Count how many lines hold "distant" in the records, and respond with that number by itself.

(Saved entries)

***

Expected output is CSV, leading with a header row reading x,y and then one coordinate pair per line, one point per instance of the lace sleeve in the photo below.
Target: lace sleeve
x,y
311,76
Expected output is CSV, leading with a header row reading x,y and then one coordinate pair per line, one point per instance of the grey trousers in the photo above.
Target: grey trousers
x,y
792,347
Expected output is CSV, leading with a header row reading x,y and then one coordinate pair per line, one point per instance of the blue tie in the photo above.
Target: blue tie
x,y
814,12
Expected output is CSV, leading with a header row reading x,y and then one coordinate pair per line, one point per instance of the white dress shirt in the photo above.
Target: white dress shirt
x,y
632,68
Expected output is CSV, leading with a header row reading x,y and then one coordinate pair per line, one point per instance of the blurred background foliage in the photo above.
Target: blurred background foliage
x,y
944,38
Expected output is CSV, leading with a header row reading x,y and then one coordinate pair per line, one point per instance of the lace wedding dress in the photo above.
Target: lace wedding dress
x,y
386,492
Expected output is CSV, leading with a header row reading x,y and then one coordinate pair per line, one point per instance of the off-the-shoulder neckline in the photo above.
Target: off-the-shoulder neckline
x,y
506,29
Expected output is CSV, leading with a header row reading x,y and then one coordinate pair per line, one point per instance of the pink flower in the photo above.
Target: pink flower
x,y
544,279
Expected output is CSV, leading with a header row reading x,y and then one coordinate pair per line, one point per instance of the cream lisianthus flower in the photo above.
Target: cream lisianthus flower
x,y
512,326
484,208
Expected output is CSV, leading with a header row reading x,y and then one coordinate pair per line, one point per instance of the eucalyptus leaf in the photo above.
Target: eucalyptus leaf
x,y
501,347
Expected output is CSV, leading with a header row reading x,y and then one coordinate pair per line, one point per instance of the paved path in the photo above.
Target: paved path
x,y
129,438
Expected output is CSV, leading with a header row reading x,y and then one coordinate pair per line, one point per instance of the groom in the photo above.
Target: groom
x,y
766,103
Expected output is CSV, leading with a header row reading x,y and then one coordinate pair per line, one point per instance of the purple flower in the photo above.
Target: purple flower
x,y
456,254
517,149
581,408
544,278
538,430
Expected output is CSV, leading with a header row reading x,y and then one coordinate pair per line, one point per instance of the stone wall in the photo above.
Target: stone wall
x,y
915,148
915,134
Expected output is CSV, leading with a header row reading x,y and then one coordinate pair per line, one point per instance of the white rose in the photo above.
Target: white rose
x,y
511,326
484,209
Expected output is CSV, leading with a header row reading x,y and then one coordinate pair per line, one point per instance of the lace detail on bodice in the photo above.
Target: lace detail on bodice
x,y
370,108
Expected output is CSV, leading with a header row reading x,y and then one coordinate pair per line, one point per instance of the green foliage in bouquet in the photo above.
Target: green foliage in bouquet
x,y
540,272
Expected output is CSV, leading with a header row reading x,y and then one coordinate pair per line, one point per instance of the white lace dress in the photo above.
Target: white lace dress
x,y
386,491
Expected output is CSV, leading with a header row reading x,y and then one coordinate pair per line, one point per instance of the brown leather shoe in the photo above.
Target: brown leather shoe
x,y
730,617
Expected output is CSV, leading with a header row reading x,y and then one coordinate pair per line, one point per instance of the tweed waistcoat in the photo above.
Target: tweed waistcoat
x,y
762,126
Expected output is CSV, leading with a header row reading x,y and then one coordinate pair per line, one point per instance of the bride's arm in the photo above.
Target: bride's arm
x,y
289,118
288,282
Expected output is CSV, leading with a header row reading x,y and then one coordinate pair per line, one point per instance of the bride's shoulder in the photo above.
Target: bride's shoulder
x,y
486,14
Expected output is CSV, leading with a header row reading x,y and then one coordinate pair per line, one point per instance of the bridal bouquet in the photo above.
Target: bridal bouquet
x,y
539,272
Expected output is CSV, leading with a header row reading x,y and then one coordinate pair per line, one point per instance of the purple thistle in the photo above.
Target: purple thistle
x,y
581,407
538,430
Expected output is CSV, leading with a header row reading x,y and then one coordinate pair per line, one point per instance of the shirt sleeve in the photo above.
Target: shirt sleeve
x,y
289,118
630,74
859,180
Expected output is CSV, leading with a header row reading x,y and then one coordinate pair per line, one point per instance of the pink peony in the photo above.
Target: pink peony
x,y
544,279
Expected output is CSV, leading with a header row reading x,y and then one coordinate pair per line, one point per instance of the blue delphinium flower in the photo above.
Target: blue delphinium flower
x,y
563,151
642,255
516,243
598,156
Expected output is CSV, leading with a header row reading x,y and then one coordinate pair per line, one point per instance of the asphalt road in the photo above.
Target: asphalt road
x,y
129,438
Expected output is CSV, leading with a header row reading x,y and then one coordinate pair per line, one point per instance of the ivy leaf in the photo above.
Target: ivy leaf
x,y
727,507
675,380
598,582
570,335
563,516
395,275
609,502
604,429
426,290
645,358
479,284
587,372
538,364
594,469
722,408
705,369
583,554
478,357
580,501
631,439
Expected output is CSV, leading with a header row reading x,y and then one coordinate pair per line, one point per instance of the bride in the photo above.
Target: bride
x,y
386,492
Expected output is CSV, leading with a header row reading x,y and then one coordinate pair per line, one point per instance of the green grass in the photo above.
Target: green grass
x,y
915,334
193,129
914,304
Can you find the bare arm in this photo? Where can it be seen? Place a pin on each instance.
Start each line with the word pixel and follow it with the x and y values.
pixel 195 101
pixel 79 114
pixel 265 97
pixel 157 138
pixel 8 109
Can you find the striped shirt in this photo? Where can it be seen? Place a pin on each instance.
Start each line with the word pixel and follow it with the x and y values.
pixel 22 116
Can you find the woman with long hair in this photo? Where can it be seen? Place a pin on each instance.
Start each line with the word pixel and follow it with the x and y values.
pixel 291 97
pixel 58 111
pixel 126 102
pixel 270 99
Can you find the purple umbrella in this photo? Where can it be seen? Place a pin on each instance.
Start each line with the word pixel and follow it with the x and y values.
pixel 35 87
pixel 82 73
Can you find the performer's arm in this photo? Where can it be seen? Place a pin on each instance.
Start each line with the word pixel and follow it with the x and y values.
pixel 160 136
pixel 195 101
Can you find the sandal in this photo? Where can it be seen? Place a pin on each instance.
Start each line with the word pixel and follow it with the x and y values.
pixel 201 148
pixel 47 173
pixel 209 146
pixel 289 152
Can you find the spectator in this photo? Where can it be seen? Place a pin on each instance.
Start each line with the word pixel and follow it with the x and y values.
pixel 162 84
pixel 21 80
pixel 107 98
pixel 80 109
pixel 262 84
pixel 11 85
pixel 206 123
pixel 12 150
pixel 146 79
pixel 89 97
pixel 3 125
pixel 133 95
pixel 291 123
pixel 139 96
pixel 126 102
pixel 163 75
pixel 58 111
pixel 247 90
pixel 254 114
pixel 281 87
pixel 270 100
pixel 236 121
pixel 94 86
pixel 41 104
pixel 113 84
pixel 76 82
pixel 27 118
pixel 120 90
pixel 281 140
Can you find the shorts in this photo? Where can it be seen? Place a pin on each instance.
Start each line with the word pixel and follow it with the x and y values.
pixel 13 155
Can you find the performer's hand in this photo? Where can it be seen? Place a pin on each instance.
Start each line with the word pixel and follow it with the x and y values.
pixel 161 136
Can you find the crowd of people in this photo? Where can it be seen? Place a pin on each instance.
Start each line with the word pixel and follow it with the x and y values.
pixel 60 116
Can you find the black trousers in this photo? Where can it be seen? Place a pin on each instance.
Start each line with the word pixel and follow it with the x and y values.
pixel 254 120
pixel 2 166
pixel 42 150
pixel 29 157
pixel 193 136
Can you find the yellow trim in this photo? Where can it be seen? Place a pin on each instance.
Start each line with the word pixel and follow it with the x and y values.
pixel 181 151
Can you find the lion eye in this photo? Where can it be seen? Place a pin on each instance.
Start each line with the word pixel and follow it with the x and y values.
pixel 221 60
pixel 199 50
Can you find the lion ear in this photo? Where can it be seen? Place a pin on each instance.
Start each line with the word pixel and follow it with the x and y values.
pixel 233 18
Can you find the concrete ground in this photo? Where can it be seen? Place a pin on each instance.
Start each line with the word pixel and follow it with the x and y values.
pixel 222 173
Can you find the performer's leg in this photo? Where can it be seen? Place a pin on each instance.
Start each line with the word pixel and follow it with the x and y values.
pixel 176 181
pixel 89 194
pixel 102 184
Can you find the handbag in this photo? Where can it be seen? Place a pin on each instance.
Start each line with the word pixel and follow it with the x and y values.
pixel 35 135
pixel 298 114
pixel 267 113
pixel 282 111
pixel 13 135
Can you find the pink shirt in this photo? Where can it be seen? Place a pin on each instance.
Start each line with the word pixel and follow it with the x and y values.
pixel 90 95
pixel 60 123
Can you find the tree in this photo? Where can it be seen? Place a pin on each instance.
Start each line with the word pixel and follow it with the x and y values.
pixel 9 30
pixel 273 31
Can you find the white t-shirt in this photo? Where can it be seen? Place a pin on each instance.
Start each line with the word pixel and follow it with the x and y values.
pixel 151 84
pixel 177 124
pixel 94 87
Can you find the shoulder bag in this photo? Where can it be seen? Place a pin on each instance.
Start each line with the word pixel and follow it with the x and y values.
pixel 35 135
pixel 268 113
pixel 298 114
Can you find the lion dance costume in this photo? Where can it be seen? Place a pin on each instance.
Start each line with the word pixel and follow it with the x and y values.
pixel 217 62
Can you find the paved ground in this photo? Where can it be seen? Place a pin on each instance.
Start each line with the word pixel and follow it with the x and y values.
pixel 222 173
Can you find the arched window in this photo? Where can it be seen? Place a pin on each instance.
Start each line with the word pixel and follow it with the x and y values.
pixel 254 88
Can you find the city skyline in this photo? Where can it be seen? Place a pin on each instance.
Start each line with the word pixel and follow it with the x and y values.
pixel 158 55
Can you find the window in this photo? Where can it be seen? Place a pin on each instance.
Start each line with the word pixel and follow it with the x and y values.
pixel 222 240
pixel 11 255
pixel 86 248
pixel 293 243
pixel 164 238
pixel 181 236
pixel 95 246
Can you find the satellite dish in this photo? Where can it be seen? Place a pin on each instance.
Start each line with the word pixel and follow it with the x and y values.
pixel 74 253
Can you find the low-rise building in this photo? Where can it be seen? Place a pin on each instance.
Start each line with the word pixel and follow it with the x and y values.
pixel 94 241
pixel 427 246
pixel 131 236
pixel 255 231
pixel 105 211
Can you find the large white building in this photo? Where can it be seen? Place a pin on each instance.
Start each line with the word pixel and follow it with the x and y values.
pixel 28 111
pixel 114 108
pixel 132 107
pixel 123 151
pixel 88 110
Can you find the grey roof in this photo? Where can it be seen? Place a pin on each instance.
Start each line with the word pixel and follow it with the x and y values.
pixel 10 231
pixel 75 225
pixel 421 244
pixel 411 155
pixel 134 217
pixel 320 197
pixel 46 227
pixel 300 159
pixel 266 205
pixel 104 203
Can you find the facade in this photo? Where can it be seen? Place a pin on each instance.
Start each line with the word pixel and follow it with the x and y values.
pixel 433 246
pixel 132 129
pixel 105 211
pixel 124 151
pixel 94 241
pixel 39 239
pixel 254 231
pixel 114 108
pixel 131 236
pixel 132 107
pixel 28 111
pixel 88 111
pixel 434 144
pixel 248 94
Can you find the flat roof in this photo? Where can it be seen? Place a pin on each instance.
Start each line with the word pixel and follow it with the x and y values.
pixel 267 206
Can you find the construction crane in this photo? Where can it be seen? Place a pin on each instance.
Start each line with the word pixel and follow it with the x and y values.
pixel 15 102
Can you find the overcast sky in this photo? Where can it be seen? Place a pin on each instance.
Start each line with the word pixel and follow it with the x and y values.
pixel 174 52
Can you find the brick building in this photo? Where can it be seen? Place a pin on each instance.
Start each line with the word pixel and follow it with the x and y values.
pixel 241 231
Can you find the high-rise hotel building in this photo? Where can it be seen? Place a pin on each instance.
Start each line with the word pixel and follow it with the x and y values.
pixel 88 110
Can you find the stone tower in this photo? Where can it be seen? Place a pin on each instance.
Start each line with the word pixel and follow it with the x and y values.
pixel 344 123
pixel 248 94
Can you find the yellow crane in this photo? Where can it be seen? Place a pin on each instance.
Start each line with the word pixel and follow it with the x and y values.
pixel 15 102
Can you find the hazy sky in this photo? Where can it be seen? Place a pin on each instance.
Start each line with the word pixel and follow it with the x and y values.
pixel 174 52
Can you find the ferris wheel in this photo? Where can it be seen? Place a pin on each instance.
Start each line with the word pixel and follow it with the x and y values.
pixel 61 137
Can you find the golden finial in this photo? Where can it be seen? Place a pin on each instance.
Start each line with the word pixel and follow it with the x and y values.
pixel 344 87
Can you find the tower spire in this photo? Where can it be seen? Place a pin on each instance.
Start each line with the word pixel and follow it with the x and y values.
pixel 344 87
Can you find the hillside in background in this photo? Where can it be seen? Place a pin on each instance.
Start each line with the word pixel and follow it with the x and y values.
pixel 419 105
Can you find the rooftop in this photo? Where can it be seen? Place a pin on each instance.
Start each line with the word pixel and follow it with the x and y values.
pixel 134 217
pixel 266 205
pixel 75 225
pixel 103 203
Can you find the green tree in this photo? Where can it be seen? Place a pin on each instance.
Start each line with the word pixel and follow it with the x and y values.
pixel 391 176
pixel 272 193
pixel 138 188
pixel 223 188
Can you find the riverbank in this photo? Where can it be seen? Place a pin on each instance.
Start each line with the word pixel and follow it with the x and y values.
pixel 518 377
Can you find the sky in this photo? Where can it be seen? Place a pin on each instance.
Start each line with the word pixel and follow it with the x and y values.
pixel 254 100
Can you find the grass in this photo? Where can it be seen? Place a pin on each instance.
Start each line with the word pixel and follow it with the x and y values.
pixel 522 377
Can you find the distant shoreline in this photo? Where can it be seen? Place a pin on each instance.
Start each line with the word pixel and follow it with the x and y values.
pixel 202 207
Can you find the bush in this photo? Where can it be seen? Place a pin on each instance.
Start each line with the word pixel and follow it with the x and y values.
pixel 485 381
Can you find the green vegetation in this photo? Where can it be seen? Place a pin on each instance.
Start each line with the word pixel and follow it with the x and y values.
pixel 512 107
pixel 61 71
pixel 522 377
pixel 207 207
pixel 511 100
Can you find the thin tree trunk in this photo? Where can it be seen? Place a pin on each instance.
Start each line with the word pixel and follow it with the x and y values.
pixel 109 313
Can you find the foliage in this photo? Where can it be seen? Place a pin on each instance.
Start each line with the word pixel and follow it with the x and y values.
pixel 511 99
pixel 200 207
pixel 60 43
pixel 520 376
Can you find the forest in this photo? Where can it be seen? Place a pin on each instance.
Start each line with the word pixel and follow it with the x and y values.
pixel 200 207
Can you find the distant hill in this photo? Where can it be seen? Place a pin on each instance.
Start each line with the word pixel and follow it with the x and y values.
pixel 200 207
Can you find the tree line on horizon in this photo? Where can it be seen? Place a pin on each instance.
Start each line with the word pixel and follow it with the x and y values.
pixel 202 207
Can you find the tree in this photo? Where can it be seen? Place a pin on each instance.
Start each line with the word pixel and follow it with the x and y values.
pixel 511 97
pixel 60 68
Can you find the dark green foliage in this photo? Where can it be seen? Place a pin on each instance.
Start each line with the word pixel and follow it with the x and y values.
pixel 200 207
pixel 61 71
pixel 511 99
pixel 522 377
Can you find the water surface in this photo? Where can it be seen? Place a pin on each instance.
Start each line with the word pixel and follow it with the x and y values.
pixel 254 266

***

» Your response
2